* Directions for this task *
Edit the lines below so that every "bounding boxes" becomes "rectangles", and leave everything else as it is.

******

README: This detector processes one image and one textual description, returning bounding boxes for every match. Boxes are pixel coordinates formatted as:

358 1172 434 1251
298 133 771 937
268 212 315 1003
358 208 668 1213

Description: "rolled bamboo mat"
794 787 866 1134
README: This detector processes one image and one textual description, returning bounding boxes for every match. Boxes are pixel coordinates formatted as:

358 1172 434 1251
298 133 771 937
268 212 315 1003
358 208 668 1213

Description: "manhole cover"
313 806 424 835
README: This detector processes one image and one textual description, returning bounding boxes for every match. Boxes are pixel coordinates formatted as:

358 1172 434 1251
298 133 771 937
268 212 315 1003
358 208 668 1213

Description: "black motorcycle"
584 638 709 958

******

* Correct response *
README: This detector processes one image and one textual description, returning rectangles for every match. Boxes are pixel coordinates formatted as:

358 1172 434 1251
298 133 771 937
268 212 315 1003
358 208 668 1213

Description: "rolled bamboo mat"
794 787 866 1134
README: This detector processes one image and one textual description, returning rectangles for every match. Boxes are pixel coordinates formatted as:

358 1172 434 1251
298 133 771 937
268 212 315 1003
358 208 668 1213

Description: "manhole cover"
313 806 424 835
README: This detector processes one image and one textual description, returning rectangles for every match. Boxes are pixel coordinates formatted as:

358 1172 434 1251
298 133 771 937
268 212 315 1003
358 208 668 1213

Description: "black motorcycle"
584 638 709 958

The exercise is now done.